## TASK DIRECTIONS
Copy exactly the lines of the data below that run from the line holding "Is there any green" through the line holding "Is there any snow", both ends included.

*** Opening of EXTRACTED RECORDS ***

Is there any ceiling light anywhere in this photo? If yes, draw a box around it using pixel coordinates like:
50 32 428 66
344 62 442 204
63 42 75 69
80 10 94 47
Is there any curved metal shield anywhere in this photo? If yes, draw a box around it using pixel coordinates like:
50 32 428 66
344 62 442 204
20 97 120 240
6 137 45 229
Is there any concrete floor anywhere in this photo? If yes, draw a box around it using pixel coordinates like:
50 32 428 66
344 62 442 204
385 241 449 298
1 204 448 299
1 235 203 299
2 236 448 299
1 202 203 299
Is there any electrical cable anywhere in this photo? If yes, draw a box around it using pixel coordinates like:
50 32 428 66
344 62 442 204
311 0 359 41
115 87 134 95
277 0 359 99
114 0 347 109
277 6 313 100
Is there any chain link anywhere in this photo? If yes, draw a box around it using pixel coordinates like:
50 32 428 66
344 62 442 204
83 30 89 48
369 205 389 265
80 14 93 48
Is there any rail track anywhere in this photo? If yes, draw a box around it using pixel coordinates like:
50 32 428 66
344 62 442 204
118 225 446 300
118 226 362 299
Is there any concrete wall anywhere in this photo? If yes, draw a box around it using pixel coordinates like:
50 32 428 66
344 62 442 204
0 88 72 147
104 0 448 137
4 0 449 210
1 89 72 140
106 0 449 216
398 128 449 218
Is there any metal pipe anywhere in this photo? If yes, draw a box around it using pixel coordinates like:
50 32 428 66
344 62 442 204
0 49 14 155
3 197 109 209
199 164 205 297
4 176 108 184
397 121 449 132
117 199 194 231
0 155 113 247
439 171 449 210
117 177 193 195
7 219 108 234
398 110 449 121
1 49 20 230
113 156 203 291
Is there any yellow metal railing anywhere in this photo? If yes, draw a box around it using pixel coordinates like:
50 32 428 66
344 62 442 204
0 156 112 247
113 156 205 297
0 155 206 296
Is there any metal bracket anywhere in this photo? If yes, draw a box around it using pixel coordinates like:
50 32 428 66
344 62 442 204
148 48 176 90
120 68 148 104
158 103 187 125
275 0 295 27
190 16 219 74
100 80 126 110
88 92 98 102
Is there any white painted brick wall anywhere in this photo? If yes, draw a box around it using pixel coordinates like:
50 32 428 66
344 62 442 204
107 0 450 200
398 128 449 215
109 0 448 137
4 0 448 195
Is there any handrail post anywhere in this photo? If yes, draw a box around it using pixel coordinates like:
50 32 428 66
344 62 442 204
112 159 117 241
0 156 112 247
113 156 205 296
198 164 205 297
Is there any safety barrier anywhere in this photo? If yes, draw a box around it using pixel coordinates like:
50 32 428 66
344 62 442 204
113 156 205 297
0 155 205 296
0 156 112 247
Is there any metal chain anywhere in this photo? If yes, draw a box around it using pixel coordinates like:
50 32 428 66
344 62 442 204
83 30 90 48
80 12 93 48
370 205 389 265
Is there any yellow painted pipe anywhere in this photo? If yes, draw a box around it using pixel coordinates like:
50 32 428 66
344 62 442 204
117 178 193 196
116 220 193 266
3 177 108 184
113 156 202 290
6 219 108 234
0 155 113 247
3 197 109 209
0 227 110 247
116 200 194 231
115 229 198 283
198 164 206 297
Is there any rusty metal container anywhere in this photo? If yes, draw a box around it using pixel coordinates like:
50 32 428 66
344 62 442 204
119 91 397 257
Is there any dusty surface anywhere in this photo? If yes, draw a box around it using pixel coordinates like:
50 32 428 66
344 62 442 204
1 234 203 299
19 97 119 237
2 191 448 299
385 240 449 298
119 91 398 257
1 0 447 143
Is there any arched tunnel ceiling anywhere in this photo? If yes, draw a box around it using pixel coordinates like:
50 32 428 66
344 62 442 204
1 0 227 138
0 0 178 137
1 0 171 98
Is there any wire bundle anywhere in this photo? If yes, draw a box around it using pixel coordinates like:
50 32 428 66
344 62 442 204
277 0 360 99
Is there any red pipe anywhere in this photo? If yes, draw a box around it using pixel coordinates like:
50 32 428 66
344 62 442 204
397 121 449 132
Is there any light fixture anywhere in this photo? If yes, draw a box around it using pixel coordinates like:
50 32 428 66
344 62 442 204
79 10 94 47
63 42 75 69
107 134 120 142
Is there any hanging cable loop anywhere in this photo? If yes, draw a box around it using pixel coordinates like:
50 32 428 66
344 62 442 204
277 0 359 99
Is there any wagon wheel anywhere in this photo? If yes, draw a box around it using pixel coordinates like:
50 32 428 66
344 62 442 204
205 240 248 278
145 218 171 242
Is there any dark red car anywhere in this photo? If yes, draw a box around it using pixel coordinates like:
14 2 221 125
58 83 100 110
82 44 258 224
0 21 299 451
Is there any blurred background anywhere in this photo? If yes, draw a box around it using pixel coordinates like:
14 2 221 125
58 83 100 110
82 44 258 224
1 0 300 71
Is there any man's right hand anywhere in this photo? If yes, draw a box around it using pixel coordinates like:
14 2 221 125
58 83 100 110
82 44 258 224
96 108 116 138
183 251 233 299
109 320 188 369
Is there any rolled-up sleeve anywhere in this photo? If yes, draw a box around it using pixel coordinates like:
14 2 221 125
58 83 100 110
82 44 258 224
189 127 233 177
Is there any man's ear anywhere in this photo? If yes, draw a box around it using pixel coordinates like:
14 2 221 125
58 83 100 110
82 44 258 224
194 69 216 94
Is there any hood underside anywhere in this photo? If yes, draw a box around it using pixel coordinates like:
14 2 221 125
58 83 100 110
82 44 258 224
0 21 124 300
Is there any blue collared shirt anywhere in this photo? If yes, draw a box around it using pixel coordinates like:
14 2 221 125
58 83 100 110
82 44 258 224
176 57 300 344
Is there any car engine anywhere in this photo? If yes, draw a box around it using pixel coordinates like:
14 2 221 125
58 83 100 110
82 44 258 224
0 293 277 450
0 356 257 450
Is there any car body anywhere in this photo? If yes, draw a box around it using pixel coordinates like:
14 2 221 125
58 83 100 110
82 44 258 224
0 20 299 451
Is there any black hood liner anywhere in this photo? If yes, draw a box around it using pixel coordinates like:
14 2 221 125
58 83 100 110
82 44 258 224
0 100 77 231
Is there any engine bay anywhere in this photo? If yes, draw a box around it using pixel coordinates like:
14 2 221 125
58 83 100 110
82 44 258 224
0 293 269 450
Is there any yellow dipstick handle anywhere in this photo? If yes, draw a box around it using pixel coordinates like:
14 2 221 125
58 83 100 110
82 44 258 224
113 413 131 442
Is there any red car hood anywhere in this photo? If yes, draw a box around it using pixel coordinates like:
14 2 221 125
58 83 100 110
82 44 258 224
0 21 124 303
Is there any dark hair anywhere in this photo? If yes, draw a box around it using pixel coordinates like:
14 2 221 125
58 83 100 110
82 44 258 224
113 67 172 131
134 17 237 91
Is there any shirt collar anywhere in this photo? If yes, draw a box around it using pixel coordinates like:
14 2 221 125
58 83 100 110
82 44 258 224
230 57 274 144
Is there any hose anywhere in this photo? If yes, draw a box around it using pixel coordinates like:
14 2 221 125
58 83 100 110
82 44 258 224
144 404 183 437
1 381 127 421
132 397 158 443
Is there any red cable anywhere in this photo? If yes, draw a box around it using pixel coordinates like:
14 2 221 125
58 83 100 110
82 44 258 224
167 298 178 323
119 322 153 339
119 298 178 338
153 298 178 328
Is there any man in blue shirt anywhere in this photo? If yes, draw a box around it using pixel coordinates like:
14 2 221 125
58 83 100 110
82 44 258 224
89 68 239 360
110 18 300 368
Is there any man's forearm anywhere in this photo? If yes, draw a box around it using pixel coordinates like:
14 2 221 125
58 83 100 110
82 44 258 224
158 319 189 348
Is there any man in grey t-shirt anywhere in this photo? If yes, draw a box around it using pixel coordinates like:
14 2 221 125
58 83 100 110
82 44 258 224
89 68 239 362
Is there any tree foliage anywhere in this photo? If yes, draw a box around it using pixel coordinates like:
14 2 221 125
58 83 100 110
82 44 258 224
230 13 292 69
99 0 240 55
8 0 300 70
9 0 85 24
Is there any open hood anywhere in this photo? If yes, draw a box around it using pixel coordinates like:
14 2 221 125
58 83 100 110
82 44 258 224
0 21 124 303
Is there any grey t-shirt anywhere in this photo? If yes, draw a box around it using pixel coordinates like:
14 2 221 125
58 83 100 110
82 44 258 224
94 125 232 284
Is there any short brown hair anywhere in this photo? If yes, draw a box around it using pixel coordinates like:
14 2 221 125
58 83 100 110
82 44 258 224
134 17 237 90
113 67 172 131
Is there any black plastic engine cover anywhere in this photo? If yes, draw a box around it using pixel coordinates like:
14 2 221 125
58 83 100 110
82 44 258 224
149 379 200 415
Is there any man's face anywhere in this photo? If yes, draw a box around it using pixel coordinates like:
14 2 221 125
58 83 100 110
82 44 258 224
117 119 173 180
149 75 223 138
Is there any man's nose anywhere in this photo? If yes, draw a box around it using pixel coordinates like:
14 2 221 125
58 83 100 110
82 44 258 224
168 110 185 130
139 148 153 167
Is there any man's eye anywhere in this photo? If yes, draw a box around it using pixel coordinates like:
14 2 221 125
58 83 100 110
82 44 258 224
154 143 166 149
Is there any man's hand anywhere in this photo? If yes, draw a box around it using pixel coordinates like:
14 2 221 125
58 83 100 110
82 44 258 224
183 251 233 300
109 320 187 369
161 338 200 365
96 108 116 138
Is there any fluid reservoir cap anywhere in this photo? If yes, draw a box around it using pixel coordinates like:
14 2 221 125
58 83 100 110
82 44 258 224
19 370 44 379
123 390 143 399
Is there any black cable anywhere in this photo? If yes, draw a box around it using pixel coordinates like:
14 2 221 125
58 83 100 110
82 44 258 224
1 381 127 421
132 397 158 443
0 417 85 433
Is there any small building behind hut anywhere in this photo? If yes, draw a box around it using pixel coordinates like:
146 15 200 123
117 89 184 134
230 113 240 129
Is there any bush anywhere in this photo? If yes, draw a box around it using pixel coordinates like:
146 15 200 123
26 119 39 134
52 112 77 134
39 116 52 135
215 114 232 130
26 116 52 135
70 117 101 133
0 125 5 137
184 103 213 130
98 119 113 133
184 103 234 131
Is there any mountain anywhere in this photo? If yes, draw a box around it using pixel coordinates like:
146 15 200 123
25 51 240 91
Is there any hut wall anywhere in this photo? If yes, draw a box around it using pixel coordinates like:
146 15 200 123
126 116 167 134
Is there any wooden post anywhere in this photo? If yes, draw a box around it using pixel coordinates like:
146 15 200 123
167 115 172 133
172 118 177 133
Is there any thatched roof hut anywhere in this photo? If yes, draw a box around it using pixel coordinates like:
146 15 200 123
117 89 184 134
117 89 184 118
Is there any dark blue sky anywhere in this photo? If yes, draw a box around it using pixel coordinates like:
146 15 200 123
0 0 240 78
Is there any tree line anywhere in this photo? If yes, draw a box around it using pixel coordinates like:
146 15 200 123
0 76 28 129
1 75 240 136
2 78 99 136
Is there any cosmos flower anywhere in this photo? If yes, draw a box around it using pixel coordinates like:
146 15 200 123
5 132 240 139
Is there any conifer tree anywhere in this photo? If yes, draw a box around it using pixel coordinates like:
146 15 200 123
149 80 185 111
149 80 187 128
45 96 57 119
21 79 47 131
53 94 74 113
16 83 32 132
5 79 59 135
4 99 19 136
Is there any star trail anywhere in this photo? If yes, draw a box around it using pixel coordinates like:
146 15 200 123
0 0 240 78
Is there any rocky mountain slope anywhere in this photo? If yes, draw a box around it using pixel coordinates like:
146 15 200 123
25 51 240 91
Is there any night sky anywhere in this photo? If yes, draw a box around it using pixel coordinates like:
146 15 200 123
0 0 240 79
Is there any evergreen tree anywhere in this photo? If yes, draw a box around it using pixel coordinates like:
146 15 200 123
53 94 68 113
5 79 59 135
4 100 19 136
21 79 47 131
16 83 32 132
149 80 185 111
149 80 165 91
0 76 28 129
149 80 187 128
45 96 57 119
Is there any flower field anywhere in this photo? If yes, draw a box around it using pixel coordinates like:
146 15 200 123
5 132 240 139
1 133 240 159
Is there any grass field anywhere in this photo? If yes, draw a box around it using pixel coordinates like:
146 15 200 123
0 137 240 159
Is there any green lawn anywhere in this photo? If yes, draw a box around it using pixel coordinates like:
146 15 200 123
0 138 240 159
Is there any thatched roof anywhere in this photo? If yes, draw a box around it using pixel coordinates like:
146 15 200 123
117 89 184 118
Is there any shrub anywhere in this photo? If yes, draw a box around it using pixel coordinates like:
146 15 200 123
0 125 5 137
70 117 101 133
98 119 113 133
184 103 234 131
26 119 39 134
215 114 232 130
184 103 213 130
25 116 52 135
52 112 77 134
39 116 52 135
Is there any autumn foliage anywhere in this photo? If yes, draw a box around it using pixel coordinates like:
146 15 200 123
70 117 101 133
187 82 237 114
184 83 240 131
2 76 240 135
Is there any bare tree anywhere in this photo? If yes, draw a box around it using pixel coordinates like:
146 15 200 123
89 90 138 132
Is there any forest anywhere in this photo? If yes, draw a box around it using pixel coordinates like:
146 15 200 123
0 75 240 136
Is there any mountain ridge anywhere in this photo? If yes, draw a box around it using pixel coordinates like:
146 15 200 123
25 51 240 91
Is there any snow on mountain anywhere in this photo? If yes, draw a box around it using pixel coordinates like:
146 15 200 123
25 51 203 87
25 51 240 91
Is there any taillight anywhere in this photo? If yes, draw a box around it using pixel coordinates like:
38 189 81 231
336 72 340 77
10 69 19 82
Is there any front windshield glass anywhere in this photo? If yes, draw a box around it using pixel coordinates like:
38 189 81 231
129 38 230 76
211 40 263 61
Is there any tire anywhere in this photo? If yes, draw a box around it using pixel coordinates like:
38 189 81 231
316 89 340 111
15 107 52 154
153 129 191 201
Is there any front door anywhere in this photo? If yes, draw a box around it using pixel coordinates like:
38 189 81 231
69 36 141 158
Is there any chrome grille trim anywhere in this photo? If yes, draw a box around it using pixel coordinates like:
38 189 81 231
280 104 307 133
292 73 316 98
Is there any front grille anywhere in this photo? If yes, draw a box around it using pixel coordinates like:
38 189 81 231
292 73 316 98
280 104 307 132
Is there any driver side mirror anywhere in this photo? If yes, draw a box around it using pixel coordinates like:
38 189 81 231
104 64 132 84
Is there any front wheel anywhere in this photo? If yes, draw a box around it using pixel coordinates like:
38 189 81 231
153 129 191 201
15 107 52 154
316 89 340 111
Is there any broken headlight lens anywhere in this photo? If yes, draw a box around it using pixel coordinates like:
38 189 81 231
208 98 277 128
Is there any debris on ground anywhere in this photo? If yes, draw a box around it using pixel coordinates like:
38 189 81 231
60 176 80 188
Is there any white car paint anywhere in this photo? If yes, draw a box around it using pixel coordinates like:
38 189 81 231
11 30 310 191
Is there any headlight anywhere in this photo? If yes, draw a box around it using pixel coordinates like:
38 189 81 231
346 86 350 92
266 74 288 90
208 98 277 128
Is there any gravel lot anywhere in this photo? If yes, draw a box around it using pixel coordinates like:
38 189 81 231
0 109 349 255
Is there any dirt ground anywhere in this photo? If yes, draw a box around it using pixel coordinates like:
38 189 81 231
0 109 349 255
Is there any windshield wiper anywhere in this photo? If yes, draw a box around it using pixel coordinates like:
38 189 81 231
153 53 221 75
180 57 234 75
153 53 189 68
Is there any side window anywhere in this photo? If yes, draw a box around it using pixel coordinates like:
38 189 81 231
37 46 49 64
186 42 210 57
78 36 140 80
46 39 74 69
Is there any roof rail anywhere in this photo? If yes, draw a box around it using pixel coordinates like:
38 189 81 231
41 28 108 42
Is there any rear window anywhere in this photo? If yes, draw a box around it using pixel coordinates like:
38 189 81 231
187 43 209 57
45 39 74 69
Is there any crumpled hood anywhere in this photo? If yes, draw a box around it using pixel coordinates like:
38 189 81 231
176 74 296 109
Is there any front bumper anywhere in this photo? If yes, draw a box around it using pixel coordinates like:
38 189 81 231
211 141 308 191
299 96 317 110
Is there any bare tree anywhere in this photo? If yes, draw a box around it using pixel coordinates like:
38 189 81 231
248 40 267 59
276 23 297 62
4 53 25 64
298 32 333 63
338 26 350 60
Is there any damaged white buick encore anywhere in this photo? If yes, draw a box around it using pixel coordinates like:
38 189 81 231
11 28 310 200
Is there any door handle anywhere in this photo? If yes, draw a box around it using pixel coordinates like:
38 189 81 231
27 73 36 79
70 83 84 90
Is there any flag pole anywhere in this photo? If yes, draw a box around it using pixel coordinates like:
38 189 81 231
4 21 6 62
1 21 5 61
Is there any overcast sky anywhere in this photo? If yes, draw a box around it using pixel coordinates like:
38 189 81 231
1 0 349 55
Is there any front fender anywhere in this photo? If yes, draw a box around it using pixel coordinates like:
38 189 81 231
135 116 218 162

*** Close of EXTRACTED RECORDS ***

## WRITTEN REPLY
Is there any green lawn anywhere in this photo? If yes, draw a box around it using pixel coordinates like:
146 15 200 123
0 138 240 159
Is there any thatched roof anywhere in this photo? If yes, draw a box around it using pixel coordinates like:
146 15 200 123
117 89 184 118
Is there any shrub anywhere in this photo? If yes, draw a box around it using pixel coordinates like:
146 15 200 123
0 125 5 137
70 117 101 133
98 119 113 133
184 103 234 131
26 119 39 134
215 114 232 130
184 103 213 130
25 116 52 135
52 112 77 134
39 116 52 135
Is there any autumn foliage anywhere in this photo? If yes, draw a box around it using pixel coordinates like:
146 15 200 123
70 117 101 133
187 82 237 114
184 83 240 131
2 76 240 135
Is there any bare tree anywhere in this photo? If yes, draw a box around it using pixel coordinates like:
146 15 200 123
89 90 138 132
Is there any forest anywhere in this photo? If yes, draw a box around it using pixel coordinates like:
146 15 200 123
0 75 240 136
Is there any mountain ridge anywhere in this photo? If yes, draw a box around it using pixel coordinates like:
146 15 200 123
25 51 240 91
Is there any snow on mountain anywhere in this photo? If yes, draw a box around it using pixel coordinates like:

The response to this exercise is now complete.